▸ **PROVIDED RECORDS**
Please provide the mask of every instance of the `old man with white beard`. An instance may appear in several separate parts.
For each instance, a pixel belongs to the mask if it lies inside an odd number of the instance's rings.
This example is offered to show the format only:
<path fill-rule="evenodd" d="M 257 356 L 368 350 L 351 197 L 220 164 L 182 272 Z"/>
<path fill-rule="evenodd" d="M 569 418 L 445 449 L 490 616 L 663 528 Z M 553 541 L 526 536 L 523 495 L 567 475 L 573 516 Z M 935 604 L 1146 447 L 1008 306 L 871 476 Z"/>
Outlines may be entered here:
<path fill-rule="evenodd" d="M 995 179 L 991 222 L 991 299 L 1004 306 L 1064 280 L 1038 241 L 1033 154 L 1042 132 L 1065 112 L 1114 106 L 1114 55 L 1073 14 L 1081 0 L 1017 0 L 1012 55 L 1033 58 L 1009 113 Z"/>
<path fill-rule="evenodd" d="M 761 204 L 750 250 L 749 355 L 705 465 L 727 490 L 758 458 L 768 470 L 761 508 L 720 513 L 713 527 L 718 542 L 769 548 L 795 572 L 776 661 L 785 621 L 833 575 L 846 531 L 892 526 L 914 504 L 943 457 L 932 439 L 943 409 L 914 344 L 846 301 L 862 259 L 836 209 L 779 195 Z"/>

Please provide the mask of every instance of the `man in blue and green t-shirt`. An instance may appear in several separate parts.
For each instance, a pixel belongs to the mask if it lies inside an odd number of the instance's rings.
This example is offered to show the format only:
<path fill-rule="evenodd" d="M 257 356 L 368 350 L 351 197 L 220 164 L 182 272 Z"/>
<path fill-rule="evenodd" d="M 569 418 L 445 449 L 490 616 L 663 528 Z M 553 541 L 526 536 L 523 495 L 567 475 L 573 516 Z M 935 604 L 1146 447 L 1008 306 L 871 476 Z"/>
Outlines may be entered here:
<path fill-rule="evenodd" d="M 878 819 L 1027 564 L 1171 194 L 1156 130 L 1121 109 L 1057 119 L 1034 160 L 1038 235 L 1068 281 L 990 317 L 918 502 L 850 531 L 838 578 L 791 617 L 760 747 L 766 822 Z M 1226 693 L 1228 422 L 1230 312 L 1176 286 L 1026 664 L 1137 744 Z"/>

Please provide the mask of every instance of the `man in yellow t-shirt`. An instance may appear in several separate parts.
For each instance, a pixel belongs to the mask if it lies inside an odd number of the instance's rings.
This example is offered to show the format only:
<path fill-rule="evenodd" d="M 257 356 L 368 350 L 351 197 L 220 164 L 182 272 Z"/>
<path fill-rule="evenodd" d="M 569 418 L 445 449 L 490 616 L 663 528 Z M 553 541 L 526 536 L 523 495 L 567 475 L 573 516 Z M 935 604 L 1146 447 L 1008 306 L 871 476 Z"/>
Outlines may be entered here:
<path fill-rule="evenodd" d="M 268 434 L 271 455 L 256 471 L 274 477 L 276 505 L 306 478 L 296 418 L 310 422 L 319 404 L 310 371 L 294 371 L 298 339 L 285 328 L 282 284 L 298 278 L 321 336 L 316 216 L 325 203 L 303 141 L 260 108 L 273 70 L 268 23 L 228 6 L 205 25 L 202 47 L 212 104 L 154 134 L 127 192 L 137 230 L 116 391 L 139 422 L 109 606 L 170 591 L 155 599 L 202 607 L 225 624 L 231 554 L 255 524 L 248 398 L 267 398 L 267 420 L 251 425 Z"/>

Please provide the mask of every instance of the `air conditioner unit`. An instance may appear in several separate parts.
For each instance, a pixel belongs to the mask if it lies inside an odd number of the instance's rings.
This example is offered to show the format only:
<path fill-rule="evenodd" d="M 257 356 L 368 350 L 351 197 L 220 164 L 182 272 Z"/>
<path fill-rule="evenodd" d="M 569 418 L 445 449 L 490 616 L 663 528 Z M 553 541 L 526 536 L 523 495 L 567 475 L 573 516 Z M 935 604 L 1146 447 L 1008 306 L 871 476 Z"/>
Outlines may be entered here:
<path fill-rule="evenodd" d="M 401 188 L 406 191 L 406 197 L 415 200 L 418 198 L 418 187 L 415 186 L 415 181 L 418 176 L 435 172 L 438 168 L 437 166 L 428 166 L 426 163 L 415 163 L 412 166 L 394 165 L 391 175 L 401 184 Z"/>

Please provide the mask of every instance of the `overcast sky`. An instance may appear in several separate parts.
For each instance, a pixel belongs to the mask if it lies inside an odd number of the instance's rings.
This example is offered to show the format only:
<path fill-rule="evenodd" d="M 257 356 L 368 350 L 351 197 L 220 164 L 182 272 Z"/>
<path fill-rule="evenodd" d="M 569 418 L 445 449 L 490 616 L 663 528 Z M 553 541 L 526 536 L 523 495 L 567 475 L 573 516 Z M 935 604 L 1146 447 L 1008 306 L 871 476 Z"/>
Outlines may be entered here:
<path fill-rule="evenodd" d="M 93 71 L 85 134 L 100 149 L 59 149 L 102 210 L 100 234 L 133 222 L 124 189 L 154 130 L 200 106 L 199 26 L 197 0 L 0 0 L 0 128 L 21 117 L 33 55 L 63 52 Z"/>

▸ **AIM OF THE EXERCISE**
Transcribe every row above word for word, keeping each line unchanged.

▸ **ANSWER TO THIS EXERCISE**
Please provide the mask of every instance of the `old man with white beard`. An instance may appear in several separate parts.
For each instance, a pixel belongs to the mask if it lies inside an odd number of the instance's rings.
This example is offered to show the format only:
<path fill-rule="evenodd" d="M 257 356 L 368 350 L 351 197 L 220 164 L 182 272 Z"/>
<path fill-rule="evenodd" d="M 569 418 L 445 449 L 490 616 L 663 528 Z M 553 541 L 526 536 L 523 495 L 567 475 L 573 516 Z M 935 604 L 1146 447 L 1008 306 L 871 476 Z"/>
Outlines may be entered here:
<path fill-rule="evenodd" d="M 995 179 L 991 222 L 991 299 L 1004 306 L 1064 280 L 1038 241 L 1033 154 L 1042 132 L 1065 112 L 1114 106 L 1114 55 L 1073 14 L 1081 0 L 1017 0 L 1012 55 L 1033 58 L 1009 113 Z"/>
<path fill-rule="evenodd" d="M 761 204 L 750 250 L 749 355 L 705 465 L 727 490 L 758 458 L 768 470 L 761 508 L 720 513 L 713 527 L 718 542 L 769 548 L 795 572 L 776 661 L 785 621 L 833 575 L 846 531 L 892 526 L 914 504 L 943 457 L 932 439 L 943 409 L 914 344 L 846 301 L 862 259 L 836 209 L 779 195 Z"/>

Please provide the mask of every instance of the `man in blue and green t-shirt`. An instance may appear in several separate parts.
For each instance, a pixel belongs to the mask if it lies inside an odd number of the instance's rings.
This example is offered to show the format only:
<path fill-rule="evenodd" d="M 257 356 L 368 350 L 351 197 L 220 164 L 182 272 Z"/>
<path fill-rule="evenodd" d="M 569 418 L 445 449 L 490 616 L 663 528 Z M 553 541 L 526 536 L 523 495 L 567 475 L 573 516 Z M 935 604 L 1146 447 L 1008 306 L 871 476 Z"/>
Outlines may be entered here:
<path fill-rule="evenodd" d="M 878 819 L 1027 564 L 1171 194 L 1156 130 L 1121 109 L 1057 119 L 1034 160 L 1038 235 L 1068 281 L 990 317 L 918 502 L 850 531 L 838 578 L 791 617 L 760 747 L 766 822 Z M 1226 693 L 1228 422 L 1230 312 L 1176 286 L 1026 664 L 1137 744 Z"/>

Please provide the mask of every instance of the `man in yellow t-shirt`. An instance may appear in several separate parts.
For each instance, a pixel belongs to the mask if it lies inside an odd number of the instance's rings.
This example is offered to show the format only:
<path fill-rule="evenodd" d="M 257 356 L 368 350 L 351 197 L 220 164 L 182 272 Z"/>
<path fill-rule="evenodd" d="M 569 418 L 445 449 L 490 616 L 663 528 Z M 553 541 L 526 536 L 523 495 L 567 475 L 573 516 Z M 935 604 L 1146 447 L 1008 306 L 871 476 Z"/>
Outlines may be entered here:
<path fill-rule="evenodd" d="M 268 434 L 271 455 L 256 471 L 274 477 L 276 505 L 306 478 L 296 418 L 310 422 L 319 404 L 310 371 L 294 371 L 298 339 L 285 328 L 282 284 L 298 278 L 321 336 L 316 216 L 325 203 L 303 141 L 260 108 L 273 70 L 268 23 L 228 6 L 205 25 L 202 47 L 212 104 L 154 134 L 127 192 L 137 230 L 116 391 L 139 422 L 109 606 L 170 591 L 155 599 L 202 607 L 225 624 L 231 554 L 255 524 L 248 398 L 267 398 L 267 420 L 251 425 Z"/>

Please provide the mask of every instance of the `air conditioner unit`. An instance may appear in several separate parts.
For each instance, a pixel belongs to the mask if it lies inside an odd number of the instance's rings.
This example is offered to show the format only:
<path fill-rule="evenodd" d="M 257 356 L 368 350 L 351 197 L 220 164 L 182 272 Z"/>
<path fill-rule="evenodd" d="M 569 418 L 445 449 L 490 616 L 663 528 Z M 553 541 L 526 536 L 523 495 L 567 475 L 573 516 Z M 935 604 L 1146 447 L 1008 306 L 871 476 Z"/>
Outlines may be entered here:
<path fill-rule="evenodd" d="M 401 188 L 406 191 L 406 197 L 415 200 L 418 198 L 418 187 L 415 186 L 415 181 L 418 176 L 435 172 L 438 168 L 437 166 L 428 166 L 426 163 L 415 163 L 412 166 L 394 165 L 391 175 L 401 184 Z"/>

Please provide the mask of every instance of the `overcast sky`. An instance may appear in several separate parts.
For each instance, a pixel belongs to the mask if it lies inside an odd number of the instance's rings.
This example is offered to show the format only:
<path fill-rule="evenodd" d="M 257 356 L 368 350 L 351 197 L 220 164 L 182 272 Z"/>
<path fill-rule="evenodd" d="M 569 418 L 445 449 L 490 616 L 663 528 Z M 553 541 L 526 536 L 523 495 L 567 475 L 573 516 Z M 935 604 L 1146 447 L 1008 306 L 871 476 Z"/>
Outlines may be entered here:
<path fill-rule="evenodd" d="M 93 71 L 85 134 L 100 149 L 59 149 L 102 210 L 100 234 L 133 222 L 124 189 L 154 130 L 200 106 L 199 26 L 197 0 L 0 0 L 0 128 L 21 117 L 33 55 L 63 52 Z"/>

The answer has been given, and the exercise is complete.